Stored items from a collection
════════════════

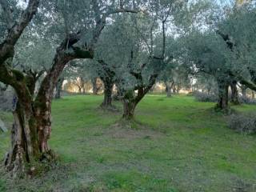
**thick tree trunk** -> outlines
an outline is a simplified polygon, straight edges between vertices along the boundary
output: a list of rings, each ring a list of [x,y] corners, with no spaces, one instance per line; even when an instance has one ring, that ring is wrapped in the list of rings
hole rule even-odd
[[[229,86],[228,83],[223,80],[218,81],[218,102],[216,106],[218,110],[227,111],[229,108]]]
[[[33,107],[33,102],[23,103],[14,98],[11,150],[4,162],[14,178],[33,174],[34,162],[53,158],[47,146],[50,130],[46,129],[46,117],[37,117]]]
[[[230,83],[231,88],[231,102],[234,105],[239,105],[238,100],[238,90],[237,86],[237,82],[234,81]]]
[[[123,114],[122,118],[126,120],[133,119],[134,117],[134,111],[137,106],[135,101],[124,98],[123,103]]]
[[[62,84],[64,82],[64,78],[61,78],[58,80],[58,83],[56,86],[56,94],[55,94],[55,98],[59,99],[62,98]]]

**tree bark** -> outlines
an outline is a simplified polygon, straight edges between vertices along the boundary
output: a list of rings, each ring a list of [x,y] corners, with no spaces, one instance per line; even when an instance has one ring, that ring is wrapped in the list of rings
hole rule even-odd
[[[218,80],[218,102],[216,106],[218,110],[222,111],[227,111],[229,108],[228,105],[228,94],[229,94],[229,86],[225,80]]]
[[[171,97],[171,89],[172,89],[173,84],[174,84],[173,82],[172,83],[170,83],[167,82],[165,82],[166,92],[168,98]]]
[[[137,106],[134,99],[124,98],[123,104],[123,114],[122,118],[126,120],[131,120],[134,117],[134,110]]]
[[[246,97],[246,90],[247,90],[247,87],[246,86],[244,85],[241,86],[241,91],[242,91],[242,97]]]
[[[64,82],[64,78],[60,78],[58,80],[57,86],[56,86],[56,94],[55,94],[55,99],[59,99],[62,98],[62,84]]]
[[[93,94],[98,94],[98,86],[97,86],[97,78],[94,78],[92,80],[91,80],[91,83],[93,85]]]
[[[238,90],[237,86],[237,82],[233,81],[230,83],[230,88],[231,88],[231,102],[234,105],[239,105],[239,100],[238,100]]]
[[[114,82],[110,78],[102,79],[104,82],[104,100],[101,106],[102,108],[112,107],[112,90],[114,86]]]

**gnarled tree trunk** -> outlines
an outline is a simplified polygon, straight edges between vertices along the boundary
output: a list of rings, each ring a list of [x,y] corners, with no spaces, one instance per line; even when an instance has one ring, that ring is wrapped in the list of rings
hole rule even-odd
[[[122,118],[126,120],[133,119],[134,117],[134,110],[137,106],[136,102],[134,99],[124,98],[122,101]]]
[[[239,105],[237,82],[233,81],[230,83],[230,88],[231,88],[231,100],[230,100],[230,102],[234,105]]]
[[[225,80],[218,80],[218,101],[216,106],[218,110],[226,111],[229,108],[229,86]]]
[[[98,94],[98,89],[97,87],[97,78],[94,78],[93,79],[91,79],[91,83],[93,86],[93,94]]]
[[[103,78],[104,82],[104,100],[101,106],[102,108],[112,107],[112,90],[114,86],[114,82],[111,78]]]
[[[63,78],[60,78],[58,80],[57,86],[56,86],[56,94],[55,94],[55,98],[59,99],[62,98],[62,84],[64,82]]]
[[[247,90],[247,87],[246,86],[244,86],[244,85],[241,86],[242,97],[246,97],[246,90]]]
[[[165,82],[165,86],[166,86],[166,92],[167,97],[170,98],[171,97],[171,90],[174,86],[174,82]]]

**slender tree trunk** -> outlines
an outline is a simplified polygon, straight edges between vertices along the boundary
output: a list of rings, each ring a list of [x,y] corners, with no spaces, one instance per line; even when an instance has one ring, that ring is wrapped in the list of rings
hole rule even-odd
[[[136,102],[134,99],[124,98],[123,103],[123,114],[122,118],[126,120],[133,119],[134,117],[134,111],[137,106]]]
[[[58,80],[58,83],[57,83],[57,86],[56,86],[56,94],[55,94],[55,97],[54,97],[56,99],[59,99],[59,98],[62,98],[61,93],[62,93],[62,90],[63,82],[64,82],[64,78],[60,78]]]
[[[229,108],[228,106],[228,94],[229,86],[228,83],[223,80],[218,80],[218,102],[216,106],[218,110],[226,111]]]
[[[241,86],[241,90],[242,90],[242,97],[246,97],[246,90],[247,90],[247,87],[246,86]]]
[[[233,81],[230,83],[230,88],[231,88],[231,102],[234,105],[239,105],[237,82]]]
[[[98,94],[98,87],[97,87],[97,78],[94,78],[91,80],[93,85],[93,94]]]
[[[170,98],[171,97],[171,88],[173,86],[173,83],[170,84],[170,82],[165,82],[166,84],[166,94],[167,94],[167,97]]]
[[[86,94],[86,90],[85,90],[85,80],[83,79],[82,77],[80,77],[80,82],[81,82],[81,89],[82,90],[82,94]],[[81,91],[82,93],[82,91]]]
[[[101,106],[103,108],[112,107],[112,90],[114,82],[111,79],[104,79],[104,100]]]

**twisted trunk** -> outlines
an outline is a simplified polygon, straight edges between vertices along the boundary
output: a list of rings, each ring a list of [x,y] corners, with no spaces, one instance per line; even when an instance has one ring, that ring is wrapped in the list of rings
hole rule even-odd
[[[98,87],[97,87],[97,78],[94,78],[91,80],[93,85],[93,94],[98,94]]]
[[[124,98],[122,118],[126,120],[133,119],[134,117],[134,110],[138,103],[134,99]]]
[[[239,105],[239,100],[238,100],[238,90],[237,86],[237,82],[233,81],[230,83],[230,88],[231,88],[231,102],[234,105]]]
[[[216,108],[220,110],[226,111],[229,108],[229,85],[225,80],[218,80],[218,102]]]
[[[166,92],[167,94],[167,97],[170,98],[171,97],[171,90],[173,88],[174,86],[174,82],[165,82],[165,85],[166,85]]]
[[[56,99],[59,99],[62,98],[62,84],[63,84],[63,82],[64,82],[64,78],[60,78],[58,80],[58,82],[57,82],[57,86],[56,86],[56,94],[55,94],[55,98]]]
[[[242,97],[246,97],[246,90],[247,90],[247,87],[246,86],[244,86],[244,85],[241,86]]]
[[[104,82],[104,100],[101,106],[103,108],[112,107],[112,90],[114,82],[111,78],[103,78]]]

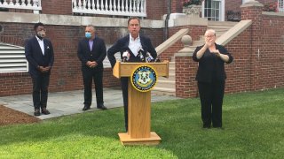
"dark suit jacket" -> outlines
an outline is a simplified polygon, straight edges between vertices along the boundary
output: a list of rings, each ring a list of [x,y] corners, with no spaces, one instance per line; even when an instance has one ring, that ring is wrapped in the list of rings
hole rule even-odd
[[[44,56],[43,55],[41,47],[36,36],[28,39],[25,46],[25,55],[28,61],[28,72],[31,75],[38,75],[42,73],[37,70],[37,66],[51,66],[52,67],[54,62],[53,47],[51,41],[43,39]],[[51,70],[47,72],[50,73]]]
[[[146,54],[149,52],[154,58],[156,58],[157,52],[154,49],[154,46],[151,43],[151,40],[146,36],[139,35],[140,42],[142,45],[143,56],[146,57]],[[121,58],[122,59],[122,54],[124,51],[128,50],[130,53],[130,57],[129,62],[140,62],[140,59],[138,57],[135,57],[131,50],[129,49],[128,45],[130,43],[130,34],[119,39],[108,50],[107,50],[107,57],[112,64],[112,67],[114,66],[116,60],[114,57],[114,54],[116,52],[121,53]]]
[[[102,72],[104,70],[103,61],[106,57],[106,48],[103,39],[95,36],[93,39],[92,50],[89,46],[89,39],[83,38],[78,43],[77,55],[82,62],[82,67],[88,67],[87,61],[96,61],[98,65],[95,71]]]
[[[215,46],[216,49],[218,49],[221,54],[229,56],[229,61],[227,64],[233,62],[233,57],[230,53],[228,53],[225,47],[216,43]],[[225,62],[220,57],[210,53],[209,49],[204,52],[204,55],[201,58],[198,59],[196,57],[197,52],[203,46],[197,47],[193,55],[193,59],[196,62],[199,62],[195,80],[201,82],[208,83],[212,82],[213,80],[225,80],[226,79],[224,64]]]

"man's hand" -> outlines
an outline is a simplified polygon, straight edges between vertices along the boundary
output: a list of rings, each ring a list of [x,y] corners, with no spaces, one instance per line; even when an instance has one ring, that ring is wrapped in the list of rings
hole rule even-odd
[[[47,67],[38,66],[37,69],[42,72],[47,72],[50,71],[51,67],[50,66],[47,66]]]
[[[88,61],[86,64],[90,68],[94,68],[98,65],[96,61]]]

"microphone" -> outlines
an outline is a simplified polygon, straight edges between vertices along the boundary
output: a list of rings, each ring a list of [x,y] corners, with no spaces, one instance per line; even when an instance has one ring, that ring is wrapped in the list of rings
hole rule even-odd
[[[124,51],[122,54],[122,62],[127,62],[130,60],[130,53],[128,51]]]
[[[143,51],[144,51],[144,49],[143,49],[142,48],[140,48],[140,49],[138,49],[138,53],[139,54],[140,60],[141,60],[142,62],[145,61],[144,56],[143,56]]]
[[[148,63],[154,62],[154,58],[149,52],[146,54],[146,62]]]
[[[161,62],[161,60],[160,60],[159,57],[157,57],[156,59],[154,59],[154,63],[160,63],[160,62]]]

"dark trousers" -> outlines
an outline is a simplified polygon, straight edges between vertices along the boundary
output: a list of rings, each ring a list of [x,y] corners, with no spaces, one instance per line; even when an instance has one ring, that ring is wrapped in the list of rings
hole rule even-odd
[[[123,107],[124,107],[124,121],[125,130],[128,131],[128,80],[129,78],[121,78],[122,97],[123,97]]]
[[[35,109],[46,108],[50,73],[32,75],[33,80],[33,102]]]
[[[97,72],[93,68],[83,67],[83,96],[86,106],[91,105],[92,101],[92,80],[95,83],[97,107],[101,107],[104,103],[103,96],[103,72]]]
[[[203,127],[222,127],[222,104],[225,81],[198,82]]]

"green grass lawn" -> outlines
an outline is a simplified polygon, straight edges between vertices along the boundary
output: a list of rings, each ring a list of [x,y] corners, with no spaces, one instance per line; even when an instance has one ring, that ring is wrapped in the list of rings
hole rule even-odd
[[[152,104],[158,146],[121,144],[122,108],[0,127],[0,158],[283,158],[284,89],[225,96],[224,130],[201,128],[198,98]]]

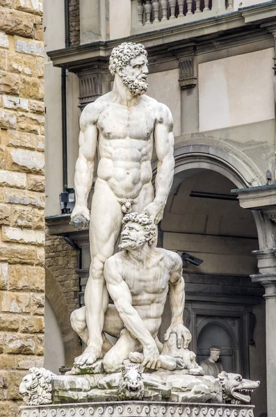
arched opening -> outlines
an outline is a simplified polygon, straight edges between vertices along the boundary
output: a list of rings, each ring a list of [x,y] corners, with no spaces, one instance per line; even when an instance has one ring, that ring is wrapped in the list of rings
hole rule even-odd
[[[159,242],[203,260],[184,265],[189,349],[200,362],[212,345],[219,345],[226,370],[262,381],[254,399],[261,404],[266,398],[263,289],[250,277],[258,272],[252,254],[259,247],[258,233],[252,211],[243,209],[231,193],[252,185],[254,175],[244,165],[240,175],[241,166],[232,156],[227,163],[226,154],[224,160],[206,152],[177,156]],[[168,310],[167,306],[161,336],[170,322]]]

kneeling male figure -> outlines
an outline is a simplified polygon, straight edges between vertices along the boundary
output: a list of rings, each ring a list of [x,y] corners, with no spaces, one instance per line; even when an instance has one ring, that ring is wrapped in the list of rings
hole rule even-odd
[[[104,264],[107,289],[116,311],[114,306],[108,306],[104,332],[120,336],[106,353],[104,367],[107,373],[115,372],[129,354],[143,352],[144,366],[167,368],[165,357],[159,354],[162,345],[157,334],[169,291],[172,321],[165,340],[175,333],[177,346],[182,345],[183,338],[187,348],[191,339],[183,324],[185,292],[181,259],[175,252],[153,246],[156,228],[148,215],[127,214],[122,224],[120,248],[123,250]],[[85,308],[76,310],[72,317],[72,327],[82,338],[86,332]]]

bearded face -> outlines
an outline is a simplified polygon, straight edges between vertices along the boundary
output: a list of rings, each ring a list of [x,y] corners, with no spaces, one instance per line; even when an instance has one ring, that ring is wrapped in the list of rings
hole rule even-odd
[[[131,77],[128,76],[127,72],[123,70],[122,80],[133,96],[142,95],[147,90],[147,75],[145,74],[141,74],[137,77]]]
[[[142,54],[131,59],[127,65],[121,70],[120,76],[132,95],[136,96],[142,95],[147,91],[147,59]]]
[[[129,222],[122,231],[119,248],[127,250],[138,249],[144,246],[146,241],[144,227],[138,223]]]

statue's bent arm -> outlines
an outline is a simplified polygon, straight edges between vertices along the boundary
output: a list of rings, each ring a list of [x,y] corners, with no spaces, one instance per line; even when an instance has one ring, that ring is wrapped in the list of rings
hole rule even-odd
[[[177,335],[177,348],[182,345],[188,348],[192,336],[190,331],[183,323],[183,313],[185,306],[185,283],[182,277],[182,262],[181,258],[172,252],[173,266],[171,270],[169,282],[169,300],[172,311],[172,320],[170,327],[164,335],[165,341],[168,341],[172,333]]]
[[[131,293],[127,284],[116,270],[117,268],[113,260],[111,258],[107,259],[104,268],[104,277],[108,291],[120,317],[132,336],[138,339],[143,347],[156,345],[154,339],[132,306]]]
[[[172,184],[174,168],[172,113],[165,104],[159,104],[154,129],[155,149],[158,158],[156,193],[153,202],[144,211],[152,218],[154,218],[152,220],[155,224],[163,218],[163,211]]]
[[[88,105],[83,109],[79,121],[79,150],[74,176],[76,205],[72,216],[82,214],[88,220],[89,211],[87,199],[93,180],[94,158],[97,142],[97,113],[95,104]]]

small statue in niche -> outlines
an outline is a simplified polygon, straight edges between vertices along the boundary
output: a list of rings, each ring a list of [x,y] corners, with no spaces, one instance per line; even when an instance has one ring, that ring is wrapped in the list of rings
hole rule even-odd
[[[202,366],[206,375],[211,375],[217,378],[218,374],[223,370],[222,363],[218,361],[221,349],[218,346],[211,346],[209,351],[209,357],[200,362],[200,366]]]

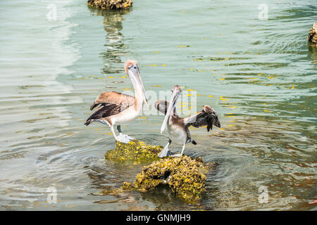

════════════════

[Your goal] Report every line of the entries that contains the string "trunk", matching case exactly.

[Result of the task]
**thick tree trunk** -> outlines
**gnarled tree trunk** -> outlines
**slender tree trunk** -> outlines
**twisted trunk** -> outlines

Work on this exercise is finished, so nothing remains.